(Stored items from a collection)
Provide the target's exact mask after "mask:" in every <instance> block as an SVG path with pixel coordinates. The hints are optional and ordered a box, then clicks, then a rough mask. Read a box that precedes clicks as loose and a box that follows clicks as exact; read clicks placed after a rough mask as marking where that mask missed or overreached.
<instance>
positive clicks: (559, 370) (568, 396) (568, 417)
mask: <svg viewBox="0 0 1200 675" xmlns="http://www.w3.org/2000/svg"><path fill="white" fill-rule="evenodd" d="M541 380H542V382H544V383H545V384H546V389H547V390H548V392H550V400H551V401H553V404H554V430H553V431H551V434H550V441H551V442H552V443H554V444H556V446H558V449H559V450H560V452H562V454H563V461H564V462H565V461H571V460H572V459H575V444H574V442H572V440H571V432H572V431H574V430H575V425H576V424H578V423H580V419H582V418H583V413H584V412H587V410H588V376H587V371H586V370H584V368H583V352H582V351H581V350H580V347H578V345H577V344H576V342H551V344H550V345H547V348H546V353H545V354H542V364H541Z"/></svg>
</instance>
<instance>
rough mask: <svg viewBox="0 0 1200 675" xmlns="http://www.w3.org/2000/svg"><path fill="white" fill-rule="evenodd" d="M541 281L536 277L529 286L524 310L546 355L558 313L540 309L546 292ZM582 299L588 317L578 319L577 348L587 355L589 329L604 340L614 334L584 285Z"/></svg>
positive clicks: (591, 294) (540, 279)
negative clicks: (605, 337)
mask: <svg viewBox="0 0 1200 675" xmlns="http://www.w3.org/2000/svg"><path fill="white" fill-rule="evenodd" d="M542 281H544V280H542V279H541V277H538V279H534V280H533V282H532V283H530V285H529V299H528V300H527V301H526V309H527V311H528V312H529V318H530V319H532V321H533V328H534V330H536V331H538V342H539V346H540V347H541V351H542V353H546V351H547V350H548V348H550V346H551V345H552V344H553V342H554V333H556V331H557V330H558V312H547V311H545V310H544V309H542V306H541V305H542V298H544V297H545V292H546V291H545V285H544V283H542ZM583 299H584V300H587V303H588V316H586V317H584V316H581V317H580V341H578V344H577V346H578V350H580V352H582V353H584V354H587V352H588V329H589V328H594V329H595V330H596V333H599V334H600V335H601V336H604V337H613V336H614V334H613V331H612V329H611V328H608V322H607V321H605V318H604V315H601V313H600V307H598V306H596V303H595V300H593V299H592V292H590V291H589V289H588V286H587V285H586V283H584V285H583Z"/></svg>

Work order: Your task is to restate, word for word, only those lines above that fall between the line holding "rough mask: <svg" and the line holding "positive clicks: (591, 294) (540, 279)", inclusive.

Result:
rough mask: <svg viewBox="0 0 1200 675" xmlns="http://www.w3.org/2000/svg"><path fill="white" fill-rule="evenodd" d="M541 281L536 277L529 286L524 310L546 355L558 313L540 309L546 292ZM582 299L588 317L578 319L577 348L587 355L589 329L604 340L614 334L584 285Z"/></svg>
positive clicks: (591, 294) (540, 279)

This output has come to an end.